◆ **Image location labeling entries**
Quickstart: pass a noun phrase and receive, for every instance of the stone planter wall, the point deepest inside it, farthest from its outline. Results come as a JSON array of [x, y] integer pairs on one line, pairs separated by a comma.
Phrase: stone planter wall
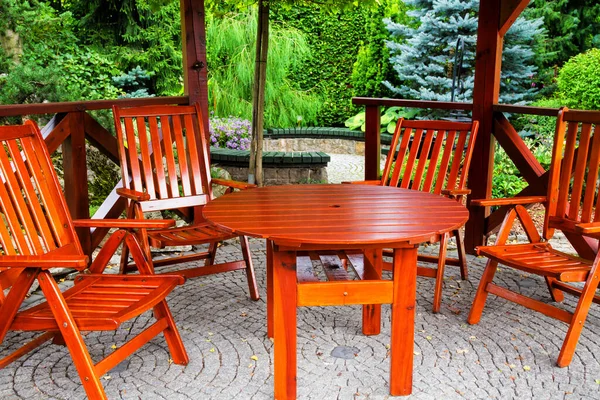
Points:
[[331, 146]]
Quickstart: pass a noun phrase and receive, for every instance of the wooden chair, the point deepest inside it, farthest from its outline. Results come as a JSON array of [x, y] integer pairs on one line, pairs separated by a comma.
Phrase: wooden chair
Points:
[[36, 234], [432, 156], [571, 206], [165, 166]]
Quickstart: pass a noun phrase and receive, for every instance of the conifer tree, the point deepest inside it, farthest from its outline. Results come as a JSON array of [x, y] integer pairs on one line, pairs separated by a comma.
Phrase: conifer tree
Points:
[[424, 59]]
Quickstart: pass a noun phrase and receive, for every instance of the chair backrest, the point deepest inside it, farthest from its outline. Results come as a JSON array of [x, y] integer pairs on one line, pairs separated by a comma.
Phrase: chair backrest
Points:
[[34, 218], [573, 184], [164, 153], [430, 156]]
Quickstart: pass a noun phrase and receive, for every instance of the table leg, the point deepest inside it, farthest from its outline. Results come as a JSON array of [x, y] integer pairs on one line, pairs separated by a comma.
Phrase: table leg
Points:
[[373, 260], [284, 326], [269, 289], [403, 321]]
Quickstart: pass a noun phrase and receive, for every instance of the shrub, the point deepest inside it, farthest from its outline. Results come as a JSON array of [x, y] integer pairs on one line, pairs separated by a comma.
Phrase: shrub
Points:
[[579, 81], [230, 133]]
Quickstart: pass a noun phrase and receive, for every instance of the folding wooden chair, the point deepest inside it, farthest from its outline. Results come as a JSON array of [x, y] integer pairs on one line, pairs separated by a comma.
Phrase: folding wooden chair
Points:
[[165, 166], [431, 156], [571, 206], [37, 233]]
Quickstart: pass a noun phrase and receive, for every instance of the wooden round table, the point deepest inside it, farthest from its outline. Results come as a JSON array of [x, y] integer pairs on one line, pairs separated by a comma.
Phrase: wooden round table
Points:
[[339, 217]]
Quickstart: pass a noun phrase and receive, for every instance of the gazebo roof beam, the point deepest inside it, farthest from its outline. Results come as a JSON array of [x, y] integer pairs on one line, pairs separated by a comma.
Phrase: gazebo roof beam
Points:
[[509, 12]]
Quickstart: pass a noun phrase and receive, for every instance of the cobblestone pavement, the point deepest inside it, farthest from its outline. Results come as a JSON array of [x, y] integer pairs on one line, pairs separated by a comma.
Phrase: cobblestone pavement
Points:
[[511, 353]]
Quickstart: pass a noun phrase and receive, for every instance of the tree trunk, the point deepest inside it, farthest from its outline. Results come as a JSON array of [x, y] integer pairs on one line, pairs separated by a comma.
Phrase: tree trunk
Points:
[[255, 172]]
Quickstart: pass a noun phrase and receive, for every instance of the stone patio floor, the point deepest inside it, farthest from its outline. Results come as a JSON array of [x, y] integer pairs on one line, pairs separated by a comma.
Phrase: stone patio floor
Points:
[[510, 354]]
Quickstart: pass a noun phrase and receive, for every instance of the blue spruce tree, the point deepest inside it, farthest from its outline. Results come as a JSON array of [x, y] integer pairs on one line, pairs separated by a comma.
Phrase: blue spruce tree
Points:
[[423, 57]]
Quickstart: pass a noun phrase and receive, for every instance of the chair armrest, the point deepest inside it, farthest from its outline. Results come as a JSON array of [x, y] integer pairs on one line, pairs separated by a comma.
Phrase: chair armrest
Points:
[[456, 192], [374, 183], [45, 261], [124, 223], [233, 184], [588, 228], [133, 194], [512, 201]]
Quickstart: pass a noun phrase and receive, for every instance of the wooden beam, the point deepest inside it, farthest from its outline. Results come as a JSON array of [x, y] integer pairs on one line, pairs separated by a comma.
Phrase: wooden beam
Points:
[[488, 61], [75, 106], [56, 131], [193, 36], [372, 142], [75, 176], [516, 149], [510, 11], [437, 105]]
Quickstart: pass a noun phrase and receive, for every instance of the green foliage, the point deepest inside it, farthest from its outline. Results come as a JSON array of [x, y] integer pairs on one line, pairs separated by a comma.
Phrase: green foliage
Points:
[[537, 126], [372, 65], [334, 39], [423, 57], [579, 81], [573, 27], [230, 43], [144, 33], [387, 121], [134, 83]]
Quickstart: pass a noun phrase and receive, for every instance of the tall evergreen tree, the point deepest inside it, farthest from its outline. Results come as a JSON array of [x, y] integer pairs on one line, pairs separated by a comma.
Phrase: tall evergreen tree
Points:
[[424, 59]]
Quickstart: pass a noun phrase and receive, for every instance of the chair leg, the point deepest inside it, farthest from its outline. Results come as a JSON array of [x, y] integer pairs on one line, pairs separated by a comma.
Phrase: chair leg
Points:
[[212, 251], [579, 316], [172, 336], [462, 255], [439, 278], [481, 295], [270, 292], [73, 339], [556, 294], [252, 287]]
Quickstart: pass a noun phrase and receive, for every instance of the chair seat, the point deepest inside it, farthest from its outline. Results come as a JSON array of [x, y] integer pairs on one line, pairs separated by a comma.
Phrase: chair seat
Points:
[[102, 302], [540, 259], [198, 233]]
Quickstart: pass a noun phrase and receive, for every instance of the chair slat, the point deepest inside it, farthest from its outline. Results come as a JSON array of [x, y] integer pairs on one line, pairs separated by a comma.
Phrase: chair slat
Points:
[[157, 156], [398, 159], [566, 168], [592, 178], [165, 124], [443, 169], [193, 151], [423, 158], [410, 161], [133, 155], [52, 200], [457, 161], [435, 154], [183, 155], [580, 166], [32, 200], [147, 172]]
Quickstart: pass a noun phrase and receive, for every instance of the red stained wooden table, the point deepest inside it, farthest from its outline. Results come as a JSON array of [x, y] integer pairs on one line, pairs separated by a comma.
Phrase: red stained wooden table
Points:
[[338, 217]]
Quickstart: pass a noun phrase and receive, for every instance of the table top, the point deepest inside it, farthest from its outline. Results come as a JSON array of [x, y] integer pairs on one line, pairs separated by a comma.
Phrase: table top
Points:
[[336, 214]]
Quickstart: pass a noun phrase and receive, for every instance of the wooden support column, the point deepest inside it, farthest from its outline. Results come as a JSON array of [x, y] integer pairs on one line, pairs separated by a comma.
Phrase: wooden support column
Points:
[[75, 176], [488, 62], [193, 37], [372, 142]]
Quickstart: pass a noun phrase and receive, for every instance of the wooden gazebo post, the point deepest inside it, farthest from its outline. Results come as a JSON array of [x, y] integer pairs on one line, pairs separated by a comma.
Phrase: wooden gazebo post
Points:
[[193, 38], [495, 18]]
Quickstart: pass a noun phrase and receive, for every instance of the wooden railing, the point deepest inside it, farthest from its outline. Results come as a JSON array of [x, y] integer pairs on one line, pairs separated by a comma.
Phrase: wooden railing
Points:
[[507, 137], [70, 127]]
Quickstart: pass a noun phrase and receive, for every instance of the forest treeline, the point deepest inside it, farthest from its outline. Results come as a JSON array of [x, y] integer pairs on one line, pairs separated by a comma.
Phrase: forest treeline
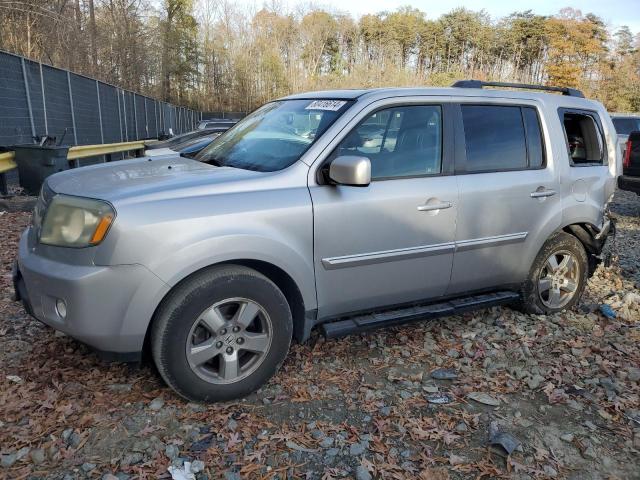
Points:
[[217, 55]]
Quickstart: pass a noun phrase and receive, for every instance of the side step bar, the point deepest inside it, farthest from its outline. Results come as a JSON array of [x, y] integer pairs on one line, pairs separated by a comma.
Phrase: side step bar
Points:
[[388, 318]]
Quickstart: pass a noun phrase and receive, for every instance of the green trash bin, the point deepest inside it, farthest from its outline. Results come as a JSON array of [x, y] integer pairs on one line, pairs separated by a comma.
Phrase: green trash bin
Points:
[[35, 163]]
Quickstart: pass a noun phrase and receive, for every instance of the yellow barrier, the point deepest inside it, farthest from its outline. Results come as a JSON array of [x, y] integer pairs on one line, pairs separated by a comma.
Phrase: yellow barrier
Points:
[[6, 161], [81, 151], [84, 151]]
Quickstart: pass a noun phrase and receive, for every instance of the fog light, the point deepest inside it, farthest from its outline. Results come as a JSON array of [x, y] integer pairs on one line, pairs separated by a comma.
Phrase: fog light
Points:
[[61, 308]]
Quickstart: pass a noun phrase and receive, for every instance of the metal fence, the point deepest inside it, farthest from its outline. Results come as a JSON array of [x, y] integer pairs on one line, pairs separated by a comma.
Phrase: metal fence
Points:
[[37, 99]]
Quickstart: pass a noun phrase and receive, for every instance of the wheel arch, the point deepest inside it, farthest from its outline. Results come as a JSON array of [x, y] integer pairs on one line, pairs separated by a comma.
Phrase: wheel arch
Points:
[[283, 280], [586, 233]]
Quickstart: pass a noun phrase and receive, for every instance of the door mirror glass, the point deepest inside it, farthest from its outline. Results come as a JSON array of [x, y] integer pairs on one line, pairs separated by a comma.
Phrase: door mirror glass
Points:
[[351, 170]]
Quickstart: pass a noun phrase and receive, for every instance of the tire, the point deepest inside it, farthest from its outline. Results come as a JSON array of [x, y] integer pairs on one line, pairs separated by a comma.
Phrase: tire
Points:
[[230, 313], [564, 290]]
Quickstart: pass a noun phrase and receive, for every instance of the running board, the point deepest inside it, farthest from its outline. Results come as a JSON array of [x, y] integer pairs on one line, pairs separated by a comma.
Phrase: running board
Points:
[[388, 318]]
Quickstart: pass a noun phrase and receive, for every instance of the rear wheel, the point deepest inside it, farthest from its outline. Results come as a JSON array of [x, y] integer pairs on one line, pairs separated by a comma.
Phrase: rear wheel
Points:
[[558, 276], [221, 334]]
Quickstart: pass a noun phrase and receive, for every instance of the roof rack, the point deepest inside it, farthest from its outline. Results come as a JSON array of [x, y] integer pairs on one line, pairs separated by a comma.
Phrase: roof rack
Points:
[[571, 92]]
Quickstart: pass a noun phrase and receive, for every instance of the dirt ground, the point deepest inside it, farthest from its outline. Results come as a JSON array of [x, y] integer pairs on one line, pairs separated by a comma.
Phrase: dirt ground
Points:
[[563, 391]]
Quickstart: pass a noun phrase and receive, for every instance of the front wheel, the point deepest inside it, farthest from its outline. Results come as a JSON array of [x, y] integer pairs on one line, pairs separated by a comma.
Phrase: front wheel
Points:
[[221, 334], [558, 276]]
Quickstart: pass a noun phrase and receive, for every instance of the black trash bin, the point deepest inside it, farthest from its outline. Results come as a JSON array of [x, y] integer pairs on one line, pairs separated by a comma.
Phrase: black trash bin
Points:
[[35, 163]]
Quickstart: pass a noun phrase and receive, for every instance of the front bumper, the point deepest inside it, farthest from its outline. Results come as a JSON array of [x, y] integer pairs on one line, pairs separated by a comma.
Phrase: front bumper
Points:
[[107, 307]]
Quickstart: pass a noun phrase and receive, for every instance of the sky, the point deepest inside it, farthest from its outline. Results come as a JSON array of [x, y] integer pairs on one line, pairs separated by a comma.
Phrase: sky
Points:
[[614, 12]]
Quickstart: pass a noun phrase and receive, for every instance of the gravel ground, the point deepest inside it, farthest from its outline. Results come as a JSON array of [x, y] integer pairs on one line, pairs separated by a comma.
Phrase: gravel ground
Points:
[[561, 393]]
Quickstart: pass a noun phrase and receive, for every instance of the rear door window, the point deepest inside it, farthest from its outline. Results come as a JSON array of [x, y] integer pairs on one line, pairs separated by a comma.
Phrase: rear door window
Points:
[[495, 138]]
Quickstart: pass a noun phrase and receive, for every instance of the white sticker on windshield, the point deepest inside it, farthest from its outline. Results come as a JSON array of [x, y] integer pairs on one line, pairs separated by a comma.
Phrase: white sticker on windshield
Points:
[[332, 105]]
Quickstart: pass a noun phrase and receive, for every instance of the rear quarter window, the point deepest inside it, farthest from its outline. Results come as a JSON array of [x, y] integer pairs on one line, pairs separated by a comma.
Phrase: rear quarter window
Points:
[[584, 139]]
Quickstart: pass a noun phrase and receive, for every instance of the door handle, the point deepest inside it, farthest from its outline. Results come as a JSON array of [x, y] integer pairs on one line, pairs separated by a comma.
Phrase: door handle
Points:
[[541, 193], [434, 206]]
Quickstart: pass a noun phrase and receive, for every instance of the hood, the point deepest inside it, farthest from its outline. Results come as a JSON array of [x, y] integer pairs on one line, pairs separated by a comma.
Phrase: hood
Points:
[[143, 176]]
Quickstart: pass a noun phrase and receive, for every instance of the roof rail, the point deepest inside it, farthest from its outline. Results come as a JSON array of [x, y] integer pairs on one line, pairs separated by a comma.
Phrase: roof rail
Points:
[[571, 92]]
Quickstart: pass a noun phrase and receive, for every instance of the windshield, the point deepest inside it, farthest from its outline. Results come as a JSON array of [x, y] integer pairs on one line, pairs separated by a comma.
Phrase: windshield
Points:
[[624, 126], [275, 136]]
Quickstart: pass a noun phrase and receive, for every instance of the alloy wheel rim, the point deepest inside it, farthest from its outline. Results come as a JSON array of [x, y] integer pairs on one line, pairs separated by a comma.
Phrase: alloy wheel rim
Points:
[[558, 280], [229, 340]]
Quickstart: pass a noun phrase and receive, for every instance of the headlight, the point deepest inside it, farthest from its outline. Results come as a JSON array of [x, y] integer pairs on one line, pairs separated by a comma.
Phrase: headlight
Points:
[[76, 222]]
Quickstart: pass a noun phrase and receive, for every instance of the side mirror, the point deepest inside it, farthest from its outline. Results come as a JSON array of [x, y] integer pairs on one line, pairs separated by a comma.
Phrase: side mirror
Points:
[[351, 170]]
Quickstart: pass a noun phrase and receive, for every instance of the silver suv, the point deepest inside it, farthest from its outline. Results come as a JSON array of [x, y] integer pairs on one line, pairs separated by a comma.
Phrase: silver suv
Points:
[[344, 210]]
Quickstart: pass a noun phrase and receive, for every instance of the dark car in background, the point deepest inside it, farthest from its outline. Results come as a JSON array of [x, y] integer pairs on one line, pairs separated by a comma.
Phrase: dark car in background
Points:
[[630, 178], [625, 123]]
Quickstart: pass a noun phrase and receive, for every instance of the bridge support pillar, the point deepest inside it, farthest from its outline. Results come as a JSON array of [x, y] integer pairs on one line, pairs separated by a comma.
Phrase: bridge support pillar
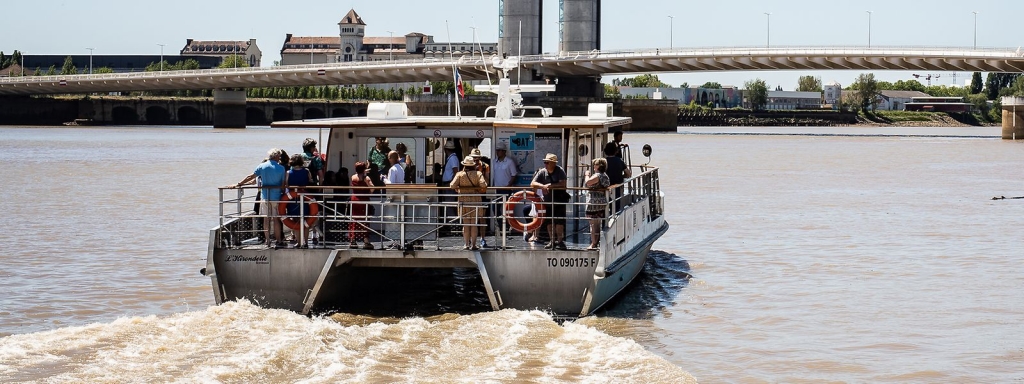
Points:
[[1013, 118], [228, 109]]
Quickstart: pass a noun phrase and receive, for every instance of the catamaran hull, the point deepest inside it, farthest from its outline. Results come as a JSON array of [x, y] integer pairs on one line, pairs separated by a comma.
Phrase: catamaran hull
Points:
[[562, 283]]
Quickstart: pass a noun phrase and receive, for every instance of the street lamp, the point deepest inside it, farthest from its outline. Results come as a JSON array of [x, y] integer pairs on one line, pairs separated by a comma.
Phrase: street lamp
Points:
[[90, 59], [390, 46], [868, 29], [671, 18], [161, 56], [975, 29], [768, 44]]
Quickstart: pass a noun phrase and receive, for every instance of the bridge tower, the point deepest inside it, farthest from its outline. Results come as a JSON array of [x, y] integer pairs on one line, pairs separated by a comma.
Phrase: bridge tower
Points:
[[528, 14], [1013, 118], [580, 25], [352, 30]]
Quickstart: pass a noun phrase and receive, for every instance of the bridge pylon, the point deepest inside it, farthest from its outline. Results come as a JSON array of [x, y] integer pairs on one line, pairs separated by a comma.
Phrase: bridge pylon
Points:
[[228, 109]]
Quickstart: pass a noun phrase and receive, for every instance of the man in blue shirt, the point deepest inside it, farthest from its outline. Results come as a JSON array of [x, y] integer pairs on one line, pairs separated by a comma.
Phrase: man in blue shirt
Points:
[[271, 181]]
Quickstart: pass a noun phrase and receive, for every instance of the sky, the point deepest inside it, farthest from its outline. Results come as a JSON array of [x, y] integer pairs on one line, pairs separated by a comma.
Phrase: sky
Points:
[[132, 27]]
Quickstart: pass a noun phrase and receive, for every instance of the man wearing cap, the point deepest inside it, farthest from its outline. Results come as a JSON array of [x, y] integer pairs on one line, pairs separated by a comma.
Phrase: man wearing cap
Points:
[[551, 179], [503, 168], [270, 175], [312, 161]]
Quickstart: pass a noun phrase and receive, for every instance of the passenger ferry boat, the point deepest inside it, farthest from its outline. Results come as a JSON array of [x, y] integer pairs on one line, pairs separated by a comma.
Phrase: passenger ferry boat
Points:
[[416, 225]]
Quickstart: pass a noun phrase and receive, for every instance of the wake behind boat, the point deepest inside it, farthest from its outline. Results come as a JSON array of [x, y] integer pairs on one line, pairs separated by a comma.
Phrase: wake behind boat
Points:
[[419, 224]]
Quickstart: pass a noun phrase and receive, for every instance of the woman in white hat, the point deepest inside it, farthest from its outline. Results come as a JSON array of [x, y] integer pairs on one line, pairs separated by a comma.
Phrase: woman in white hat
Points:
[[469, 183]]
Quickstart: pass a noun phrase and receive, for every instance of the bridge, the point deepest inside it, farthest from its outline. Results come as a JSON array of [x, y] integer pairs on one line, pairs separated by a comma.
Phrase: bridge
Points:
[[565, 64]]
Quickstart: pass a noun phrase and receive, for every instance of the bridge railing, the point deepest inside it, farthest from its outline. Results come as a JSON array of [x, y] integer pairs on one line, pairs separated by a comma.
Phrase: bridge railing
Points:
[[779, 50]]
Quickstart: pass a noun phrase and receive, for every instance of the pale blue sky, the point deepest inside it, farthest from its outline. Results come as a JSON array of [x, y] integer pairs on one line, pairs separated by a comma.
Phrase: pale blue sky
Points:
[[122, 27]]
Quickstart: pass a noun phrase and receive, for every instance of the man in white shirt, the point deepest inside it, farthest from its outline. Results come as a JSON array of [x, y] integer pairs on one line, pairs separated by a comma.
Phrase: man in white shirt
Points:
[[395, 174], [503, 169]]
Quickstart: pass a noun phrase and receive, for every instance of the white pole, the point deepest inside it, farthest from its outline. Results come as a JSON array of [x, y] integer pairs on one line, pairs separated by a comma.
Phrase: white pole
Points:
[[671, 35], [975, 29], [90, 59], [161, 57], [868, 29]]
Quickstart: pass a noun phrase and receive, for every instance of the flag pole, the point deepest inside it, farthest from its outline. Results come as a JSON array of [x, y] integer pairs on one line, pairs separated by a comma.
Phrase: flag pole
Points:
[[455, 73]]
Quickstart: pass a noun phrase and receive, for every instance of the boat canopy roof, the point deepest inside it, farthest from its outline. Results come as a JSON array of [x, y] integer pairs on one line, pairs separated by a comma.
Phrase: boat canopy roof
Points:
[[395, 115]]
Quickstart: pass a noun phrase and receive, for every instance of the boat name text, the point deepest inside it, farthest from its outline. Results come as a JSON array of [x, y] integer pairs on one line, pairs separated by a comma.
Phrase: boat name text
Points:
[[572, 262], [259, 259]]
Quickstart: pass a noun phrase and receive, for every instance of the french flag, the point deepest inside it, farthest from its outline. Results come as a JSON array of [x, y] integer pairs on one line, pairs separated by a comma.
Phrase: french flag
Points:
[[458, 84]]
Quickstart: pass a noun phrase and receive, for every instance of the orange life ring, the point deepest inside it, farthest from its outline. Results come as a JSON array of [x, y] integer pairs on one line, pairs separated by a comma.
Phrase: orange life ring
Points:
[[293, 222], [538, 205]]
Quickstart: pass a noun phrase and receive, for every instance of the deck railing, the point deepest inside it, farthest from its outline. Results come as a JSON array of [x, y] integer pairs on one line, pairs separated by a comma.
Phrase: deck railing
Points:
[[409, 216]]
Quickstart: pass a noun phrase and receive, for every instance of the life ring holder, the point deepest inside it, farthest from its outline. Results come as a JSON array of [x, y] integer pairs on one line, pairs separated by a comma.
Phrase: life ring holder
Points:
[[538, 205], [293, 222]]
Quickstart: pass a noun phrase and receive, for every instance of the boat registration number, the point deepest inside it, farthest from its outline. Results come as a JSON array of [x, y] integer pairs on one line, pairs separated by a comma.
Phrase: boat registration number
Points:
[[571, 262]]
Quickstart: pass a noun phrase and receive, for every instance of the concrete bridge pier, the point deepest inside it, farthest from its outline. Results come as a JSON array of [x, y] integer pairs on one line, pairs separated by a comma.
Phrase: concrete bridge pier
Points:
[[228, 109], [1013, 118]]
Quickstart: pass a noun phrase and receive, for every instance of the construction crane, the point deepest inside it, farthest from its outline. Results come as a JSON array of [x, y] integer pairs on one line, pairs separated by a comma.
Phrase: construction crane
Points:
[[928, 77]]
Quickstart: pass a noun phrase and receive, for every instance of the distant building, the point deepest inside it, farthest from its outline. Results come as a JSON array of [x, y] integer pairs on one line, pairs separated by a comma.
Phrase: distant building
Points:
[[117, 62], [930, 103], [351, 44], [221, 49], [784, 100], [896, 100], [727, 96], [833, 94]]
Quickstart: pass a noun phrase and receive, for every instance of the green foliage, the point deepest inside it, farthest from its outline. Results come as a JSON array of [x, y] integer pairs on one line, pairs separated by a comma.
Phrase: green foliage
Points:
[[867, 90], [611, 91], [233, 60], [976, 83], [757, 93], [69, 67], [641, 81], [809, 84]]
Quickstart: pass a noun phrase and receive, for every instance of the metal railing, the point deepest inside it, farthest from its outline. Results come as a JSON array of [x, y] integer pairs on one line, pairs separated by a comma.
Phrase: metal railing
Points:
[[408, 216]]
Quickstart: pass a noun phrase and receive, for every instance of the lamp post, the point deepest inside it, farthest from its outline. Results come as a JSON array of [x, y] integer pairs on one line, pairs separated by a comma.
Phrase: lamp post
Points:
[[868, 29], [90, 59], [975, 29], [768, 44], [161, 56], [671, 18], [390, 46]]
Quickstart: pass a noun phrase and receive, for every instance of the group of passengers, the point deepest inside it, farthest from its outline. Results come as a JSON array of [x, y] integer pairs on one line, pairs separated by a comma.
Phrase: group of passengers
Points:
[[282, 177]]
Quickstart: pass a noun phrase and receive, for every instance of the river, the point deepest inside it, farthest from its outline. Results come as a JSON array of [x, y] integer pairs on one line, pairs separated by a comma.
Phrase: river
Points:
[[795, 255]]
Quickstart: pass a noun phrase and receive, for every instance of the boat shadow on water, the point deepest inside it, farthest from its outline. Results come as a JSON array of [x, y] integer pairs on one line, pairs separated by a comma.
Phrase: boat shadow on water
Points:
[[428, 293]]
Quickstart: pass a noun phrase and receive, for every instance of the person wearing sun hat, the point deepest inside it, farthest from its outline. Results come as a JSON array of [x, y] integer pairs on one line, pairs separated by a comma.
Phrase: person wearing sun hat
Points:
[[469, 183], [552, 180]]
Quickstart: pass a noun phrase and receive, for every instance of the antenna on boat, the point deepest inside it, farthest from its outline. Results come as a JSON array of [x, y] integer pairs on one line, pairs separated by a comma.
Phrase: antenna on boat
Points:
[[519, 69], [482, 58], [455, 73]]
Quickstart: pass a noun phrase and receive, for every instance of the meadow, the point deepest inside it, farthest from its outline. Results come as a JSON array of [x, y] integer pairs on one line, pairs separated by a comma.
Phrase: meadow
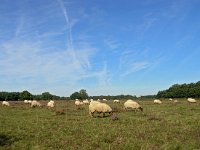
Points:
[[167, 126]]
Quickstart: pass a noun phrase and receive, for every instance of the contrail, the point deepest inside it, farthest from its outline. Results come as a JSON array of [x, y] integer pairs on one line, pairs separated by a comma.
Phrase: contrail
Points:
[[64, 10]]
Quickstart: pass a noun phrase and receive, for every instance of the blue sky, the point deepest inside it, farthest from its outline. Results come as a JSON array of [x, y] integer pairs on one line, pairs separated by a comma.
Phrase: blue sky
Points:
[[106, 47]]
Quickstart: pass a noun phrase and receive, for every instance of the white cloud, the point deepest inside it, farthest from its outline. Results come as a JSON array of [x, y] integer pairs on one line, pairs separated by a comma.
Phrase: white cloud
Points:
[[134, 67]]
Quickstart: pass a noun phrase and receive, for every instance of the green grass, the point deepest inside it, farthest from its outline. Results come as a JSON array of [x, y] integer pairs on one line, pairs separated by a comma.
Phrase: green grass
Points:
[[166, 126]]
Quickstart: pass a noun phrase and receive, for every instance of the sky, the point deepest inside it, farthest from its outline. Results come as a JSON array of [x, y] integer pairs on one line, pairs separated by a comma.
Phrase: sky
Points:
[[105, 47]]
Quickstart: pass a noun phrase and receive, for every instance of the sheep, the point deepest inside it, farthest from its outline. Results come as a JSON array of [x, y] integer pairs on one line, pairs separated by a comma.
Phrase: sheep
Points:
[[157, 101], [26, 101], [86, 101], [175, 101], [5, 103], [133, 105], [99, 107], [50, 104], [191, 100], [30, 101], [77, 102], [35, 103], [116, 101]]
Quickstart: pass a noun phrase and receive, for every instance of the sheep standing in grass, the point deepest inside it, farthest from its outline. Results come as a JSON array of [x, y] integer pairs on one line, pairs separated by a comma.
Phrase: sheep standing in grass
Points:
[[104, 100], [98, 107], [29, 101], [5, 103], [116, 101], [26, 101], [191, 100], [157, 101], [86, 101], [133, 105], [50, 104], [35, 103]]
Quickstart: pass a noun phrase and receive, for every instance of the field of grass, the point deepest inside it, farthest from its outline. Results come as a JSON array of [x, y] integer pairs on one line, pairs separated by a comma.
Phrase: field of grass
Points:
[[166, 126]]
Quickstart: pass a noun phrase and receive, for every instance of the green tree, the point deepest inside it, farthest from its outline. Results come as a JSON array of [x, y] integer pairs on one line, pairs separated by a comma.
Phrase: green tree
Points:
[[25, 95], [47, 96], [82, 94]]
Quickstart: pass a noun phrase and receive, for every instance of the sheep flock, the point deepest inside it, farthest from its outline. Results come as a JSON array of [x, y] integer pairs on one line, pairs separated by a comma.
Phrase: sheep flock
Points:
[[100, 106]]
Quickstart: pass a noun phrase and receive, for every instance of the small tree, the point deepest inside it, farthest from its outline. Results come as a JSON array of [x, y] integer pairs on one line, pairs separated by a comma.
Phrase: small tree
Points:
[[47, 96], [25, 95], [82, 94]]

◆ **What needs to be done**
Find the line that contains "sheep flock, the" in the listing above. Retype it and every line after it up to the last, exactly, and nothing else.

◆ **Solution for this exercise**
Quickstart: pass a noun phrase and receive, for every instance of the sheep flock, the point deepest inside it, farthest from its outline. Results come as a JSON array of [x, y] integer pairs on one line, pairs separated by a comma.
Phrase: sheep flock
Points:
[[100, 106]]
Quickstart: pass a noun phrase and receive, for every instance of the small tree, the point deepest inside it, farthest from its outline. Results come as a JSON array of [x, y] integer pairs on one line, pairs separated by a comma.
Phrase: small tree
Points:
[[47, 96], [25, 95], [82, 94]]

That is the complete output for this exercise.